Texte choisi —

3e point : les plans d’aide, de soutien et de relance ont permis d’amortir le choc, le « quoi qu’il en coute » mis en musique par le ministre de l’Economie a fonctionné. Alors il faudra, bien sûr, en payer le prix mais normalement, la croissance endogène et les plans de solidarité européenne doivent le permettre, sans pression fiscale supplémentaire. C’est le pari de Bercy.
4e point : Cette réalité-là, incontournable, nous rappelle aussi un certain nombre de faiblesses, de déficits et de failles structurelles. Les entreprises malades avant la crise, le sont encore en sortie de crise. On les avait oubliées sous l’effet des anesthésiants. Il va donc falloir les gérer.
Sur l’emploi, la résurgence des problèmes structurels va paraître encore plus paradoxale. Parce que si le chômage est retombé à son niveau de 2019, il ne faudra pas s’en contenter. Le taux d’actifs au chômage est de 8 % de la population active. C’est beaucoup mieux que "les plus de 12%" qui avaient été annoncés par tous les prophètes de la peur, y compris la Banque de France, dont on peut se demander à quoi elle a joué pendant cette période tant ses analyses étaient convenues et banales, mais passons. L’air du temps, sans doute !
Alors, cette situation de l’emploi laisse quand même une masse de chômeurs difficiles à caser, des « Neet » jeunes de moins de 30 ans au nombre de 2,5 millions et qui n’ont ni emploi, ni éducation, ni formation, ni très souvent de famille. Et ne parlons pas des populations immigrées en situation irrégulière qui n’apparaissent pas dans les statistiques de Pôle emploi.
Le paradoxe, c’est qu’avec cette armée de main-d’oeuvre potentielle (sous l’angle quantitatif), beaucoup d’entreprises se retrouvent aujourd’hui en situation de pénurie de main-d’œuvre. Soyons précis, au cours du deuxième trimestre, le secteur privé a créé 239.500 emplois, il aurait pu en créer un tiers de plus...
« Nous sommes en pénurie » prévient François Asselin, le président de la CPME (petites et moyennes entreprises).
Alors pourquoi ? comment ? Curieusement, les analyses critiques émanant des courants politiques ou des syndicats ne le clament pas haut et fort et pourtant :
D’abord, il faut le reconnaître, une partie des salariés mis au chômage partiel rechignent à revenir au bureau, ou à l’atelier.
Ensuite, une partie de ces allocataires ont décidé d’abandonner leur job. Le confinement ou le télétravail ont fait murir chez eux des désirs de changement. D’où leur recherche et l’utilisation de leur compte de formation, mais ça demandera du temps avant que ça n’accouche d’une nouvelle activité.

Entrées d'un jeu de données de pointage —
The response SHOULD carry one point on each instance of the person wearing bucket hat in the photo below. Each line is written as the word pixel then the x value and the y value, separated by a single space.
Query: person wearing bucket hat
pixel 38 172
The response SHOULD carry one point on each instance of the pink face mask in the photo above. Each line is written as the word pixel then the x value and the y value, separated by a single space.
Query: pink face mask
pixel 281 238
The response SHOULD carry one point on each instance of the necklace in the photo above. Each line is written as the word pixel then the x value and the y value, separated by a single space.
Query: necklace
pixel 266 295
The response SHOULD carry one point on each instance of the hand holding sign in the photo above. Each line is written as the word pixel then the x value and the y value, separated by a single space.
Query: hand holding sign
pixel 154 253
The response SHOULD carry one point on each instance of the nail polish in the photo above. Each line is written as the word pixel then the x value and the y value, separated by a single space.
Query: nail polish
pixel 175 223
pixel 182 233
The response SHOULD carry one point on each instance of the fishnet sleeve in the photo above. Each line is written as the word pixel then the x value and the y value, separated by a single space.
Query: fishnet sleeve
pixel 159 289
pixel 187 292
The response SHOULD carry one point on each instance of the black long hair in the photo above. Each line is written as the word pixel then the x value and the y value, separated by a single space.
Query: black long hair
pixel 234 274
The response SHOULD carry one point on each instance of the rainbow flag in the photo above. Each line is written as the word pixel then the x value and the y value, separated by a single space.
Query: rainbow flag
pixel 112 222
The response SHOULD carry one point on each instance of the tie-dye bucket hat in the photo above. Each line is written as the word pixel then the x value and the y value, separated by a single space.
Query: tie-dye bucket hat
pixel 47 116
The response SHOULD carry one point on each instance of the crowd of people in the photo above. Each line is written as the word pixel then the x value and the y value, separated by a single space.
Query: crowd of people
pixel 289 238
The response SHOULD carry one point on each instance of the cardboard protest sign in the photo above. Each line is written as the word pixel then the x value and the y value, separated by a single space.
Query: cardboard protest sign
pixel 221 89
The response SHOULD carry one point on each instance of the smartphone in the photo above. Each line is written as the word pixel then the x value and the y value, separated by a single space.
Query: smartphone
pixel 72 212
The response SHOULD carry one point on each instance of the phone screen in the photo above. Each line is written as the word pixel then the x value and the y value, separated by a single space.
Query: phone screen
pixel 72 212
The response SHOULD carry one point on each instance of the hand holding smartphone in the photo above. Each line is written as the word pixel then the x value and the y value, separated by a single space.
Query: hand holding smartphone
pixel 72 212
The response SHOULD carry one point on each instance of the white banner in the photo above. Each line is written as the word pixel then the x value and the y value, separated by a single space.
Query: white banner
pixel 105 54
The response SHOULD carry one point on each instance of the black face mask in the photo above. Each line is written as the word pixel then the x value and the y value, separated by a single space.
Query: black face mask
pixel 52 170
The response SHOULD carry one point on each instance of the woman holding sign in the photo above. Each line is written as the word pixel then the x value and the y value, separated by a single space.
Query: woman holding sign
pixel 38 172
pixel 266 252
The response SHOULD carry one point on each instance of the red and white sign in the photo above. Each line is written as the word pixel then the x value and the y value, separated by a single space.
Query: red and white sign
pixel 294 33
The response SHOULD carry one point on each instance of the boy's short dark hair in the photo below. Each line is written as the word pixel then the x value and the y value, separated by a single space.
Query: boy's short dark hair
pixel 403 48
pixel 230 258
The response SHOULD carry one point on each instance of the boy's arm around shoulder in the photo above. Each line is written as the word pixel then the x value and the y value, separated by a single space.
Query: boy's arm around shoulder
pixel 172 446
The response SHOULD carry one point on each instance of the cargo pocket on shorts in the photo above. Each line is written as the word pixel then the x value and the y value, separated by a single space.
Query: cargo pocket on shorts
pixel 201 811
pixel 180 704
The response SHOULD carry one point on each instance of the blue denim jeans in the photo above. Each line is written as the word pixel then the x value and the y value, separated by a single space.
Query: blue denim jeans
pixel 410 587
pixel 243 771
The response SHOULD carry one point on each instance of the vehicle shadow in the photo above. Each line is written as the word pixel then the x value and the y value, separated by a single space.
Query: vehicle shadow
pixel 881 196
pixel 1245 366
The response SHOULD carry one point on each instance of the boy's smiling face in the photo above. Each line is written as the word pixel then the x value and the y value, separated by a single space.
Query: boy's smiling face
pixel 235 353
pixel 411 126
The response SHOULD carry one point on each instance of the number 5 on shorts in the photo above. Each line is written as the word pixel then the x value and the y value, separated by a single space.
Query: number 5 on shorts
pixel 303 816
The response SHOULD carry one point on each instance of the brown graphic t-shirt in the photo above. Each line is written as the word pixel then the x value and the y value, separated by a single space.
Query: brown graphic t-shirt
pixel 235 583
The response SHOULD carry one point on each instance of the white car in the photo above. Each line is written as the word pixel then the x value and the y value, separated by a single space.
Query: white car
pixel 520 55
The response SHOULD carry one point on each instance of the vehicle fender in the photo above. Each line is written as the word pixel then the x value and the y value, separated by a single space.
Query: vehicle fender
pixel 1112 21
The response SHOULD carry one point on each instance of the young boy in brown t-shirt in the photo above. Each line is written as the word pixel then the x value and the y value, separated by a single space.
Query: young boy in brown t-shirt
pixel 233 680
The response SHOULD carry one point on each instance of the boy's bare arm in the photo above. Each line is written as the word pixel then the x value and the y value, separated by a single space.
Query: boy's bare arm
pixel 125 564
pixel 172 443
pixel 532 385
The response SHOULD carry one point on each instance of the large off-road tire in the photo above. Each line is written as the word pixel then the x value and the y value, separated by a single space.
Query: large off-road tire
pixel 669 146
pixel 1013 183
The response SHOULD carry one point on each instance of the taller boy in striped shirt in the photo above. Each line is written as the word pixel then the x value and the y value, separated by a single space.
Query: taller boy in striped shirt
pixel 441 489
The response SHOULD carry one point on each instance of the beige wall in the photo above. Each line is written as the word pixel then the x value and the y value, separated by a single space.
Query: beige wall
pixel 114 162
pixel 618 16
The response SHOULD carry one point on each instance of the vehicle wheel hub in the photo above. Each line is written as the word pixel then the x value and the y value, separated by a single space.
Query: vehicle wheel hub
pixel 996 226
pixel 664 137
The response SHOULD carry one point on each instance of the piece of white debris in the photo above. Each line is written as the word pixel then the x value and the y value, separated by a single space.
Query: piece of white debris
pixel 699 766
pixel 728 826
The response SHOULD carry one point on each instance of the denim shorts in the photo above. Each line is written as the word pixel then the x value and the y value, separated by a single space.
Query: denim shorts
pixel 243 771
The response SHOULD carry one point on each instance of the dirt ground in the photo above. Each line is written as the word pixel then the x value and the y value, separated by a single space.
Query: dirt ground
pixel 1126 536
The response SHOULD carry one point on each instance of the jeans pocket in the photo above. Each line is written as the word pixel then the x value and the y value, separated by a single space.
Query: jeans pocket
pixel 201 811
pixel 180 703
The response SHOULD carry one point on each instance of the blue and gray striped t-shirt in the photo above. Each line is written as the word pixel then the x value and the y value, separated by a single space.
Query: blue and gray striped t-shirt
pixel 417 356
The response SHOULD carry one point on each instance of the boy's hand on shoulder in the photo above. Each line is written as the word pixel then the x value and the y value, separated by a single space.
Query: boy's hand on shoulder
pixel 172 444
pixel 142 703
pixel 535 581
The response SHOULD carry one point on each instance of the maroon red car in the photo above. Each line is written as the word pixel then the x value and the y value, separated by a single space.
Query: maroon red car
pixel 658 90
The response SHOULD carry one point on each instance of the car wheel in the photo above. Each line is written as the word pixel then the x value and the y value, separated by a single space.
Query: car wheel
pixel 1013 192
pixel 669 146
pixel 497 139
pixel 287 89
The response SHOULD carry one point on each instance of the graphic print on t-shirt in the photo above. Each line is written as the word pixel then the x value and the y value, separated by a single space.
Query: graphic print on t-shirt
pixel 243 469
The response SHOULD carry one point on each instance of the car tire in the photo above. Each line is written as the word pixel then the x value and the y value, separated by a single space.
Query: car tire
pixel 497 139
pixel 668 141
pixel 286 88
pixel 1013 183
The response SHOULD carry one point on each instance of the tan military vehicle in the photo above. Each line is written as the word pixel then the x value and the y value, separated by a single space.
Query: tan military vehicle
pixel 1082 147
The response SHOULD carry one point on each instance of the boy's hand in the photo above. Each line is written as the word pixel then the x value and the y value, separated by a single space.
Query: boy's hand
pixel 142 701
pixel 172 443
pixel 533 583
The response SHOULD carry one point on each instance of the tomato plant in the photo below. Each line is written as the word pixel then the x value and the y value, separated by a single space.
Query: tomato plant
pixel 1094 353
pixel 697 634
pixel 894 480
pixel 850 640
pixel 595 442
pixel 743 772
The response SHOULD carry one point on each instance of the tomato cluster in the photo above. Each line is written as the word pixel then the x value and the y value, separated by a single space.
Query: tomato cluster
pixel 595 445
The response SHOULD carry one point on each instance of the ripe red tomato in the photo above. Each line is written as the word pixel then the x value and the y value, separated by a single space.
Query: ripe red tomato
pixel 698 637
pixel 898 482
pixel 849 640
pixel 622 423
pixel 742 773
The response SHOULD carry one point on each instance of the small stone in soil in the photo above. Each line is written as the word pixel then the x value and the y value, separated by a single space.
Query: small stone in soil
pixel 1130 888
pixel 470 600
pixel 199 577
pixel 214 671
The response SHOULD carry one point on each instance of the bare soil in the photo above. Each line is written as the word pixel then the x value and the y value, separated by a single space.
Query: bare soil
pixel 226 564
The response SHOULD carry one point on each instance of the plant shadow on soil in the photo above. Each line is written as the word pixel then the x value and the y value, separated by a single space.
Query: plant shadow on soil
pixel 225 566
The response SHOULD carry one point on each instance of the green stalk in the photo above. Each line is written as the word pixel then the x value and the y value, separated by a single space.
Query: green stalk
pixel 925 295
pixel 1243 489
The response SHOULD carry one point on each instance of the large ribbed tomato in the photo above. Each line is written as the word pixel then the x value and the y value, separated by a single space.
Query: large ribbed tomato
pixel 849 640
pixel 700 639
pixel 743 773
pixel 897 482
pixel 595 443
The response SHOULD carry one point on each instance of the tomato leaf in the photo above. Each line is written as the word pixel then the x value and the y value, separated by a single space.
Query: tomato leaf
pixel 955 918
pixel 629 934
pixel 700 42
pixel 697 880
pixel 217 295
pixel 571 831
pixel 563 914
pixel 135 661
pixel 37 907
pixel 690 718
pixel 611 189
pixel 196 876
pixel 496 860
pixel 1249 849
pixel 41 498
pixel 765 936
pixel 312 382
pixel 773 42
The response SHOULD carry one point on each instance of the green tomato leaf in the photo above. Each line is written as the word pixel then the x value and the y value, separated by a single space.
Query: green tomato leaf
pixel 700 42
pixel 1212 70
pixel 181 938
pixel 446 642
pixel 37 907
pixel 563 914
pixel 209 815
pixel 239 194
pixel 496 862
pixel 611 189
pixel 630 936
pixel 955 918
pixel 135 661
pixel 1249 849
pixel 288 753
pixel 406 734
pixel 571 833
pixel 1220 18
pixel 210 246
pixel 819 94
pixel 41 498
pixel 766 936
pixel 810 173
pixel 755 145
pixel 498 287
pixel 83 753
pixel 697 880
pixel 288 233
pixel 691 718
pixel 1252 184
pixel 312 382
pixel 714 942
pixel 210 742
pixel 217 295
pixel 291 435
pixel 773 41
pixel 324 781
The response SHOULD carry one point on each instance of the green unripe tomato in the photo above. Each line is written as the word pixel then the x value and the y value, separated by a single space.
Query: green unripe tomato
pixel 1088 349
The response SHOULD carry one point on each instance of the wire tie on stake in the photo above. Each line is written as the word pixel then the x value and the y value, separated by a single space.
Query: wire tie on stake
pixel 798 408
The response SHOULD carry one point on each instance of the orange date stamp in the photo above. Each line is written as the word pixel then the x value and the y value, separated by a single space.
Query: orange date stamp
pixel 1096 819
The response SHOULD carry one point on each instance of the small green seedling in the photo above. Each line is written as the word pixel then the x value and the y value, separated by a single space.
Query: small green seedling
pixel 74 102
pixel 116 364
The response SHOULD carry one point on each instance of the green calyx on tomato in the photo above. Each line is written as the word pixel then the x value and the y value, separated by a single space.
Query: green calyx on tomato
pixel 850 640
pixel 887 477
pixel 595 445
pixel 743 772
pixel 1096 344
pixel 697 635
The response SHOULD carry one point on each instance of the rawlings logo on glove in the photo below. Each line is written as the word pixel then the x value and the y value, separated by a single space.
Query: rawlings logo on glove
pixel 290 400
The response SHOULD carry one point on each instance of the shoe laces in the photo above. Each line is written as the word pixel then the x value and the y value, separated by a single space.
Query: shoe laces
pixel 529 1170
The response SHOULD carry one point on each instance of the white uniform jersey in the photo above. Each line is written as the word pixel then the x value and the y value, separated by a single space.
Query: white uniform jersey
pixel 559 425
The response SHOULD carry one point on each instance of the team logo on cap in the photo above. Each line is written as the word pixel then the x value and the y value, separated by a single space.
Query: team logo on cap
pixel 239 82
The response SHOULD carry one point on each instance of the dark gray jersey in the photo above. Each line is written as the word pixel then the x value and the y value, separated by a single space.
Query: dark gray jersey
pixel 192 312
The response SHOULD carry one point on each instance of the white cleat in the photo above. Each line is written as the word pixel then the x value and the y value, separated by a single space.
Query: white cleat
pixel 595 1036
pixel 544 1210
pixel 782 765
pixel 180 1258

À faire — Poursuivez le texte sur l'emploi en sortie de crise à partir de sa dernière phrase.

Résultat —
Enfin, la reprise spectaculaire de beaucoup de secteurs a mis sous tension le marché de l’emploi : le bâtiment, le second-œuvre, le digital et le e-commerce, les transports, les services de la restauration ou de l’hôtellerie, tous les métiers de l’entretien, de la santé et de l’éducation. On s’attend à une tension forte dans les années qui viennent, sur tous les métiers liés à la transition énergétique, (équipement électrique, isolation, agriculture) et à la réindustrialisation de certaines régions (nord de France, Rhône Alpes).
Selon la note de conjoncture pour le mois d’aout, de la Banque de France, les difficultés de recrutement concernent désormais entre le tiers (31%) et la moitié (54%) des entreprises, selon leur secteur d’activité et leur région.
Et encore, la plupart des entreprises reconnaissent que toutes les formules d’apprentissage, formations en alternance qui ont été mises en place par les entreprises avec des aides de l’Etat (sous forme d’allègements de charges) ont permis de satisfaire beaucoup de besoins.
Mais on est loin du compte, surtout si le gouvernement se fixe comme objectif de réindustrialiser en partie le pays, de le mettre à niveau de la digitalisation et de répondre aux contraintes climat.
Les entreprises sont prêtes à prendre leur part pour faciliter les embauches : l’amélioration de salaires a contribué à protéger, et même augmenter, le pouvoir d’achat pendant toute cette période de crise, la priorité donnée au CDI a également participé à l’attractivité du travail.
Mais ça ne suffira pas. L’entreprise n’est pas capable de résoudre la question de ceux qui n’ont ni job, ni formation, ni envie de travailler. L’entreprise n’est pas capable de procéder à l’intégration et à l’assimilation des vagues migratoires. L’entreprise ne peut pas concurrencer l’attrait des revenus sociaux et moins encore, l’attrait des revenus issus de différents commerces illégaux.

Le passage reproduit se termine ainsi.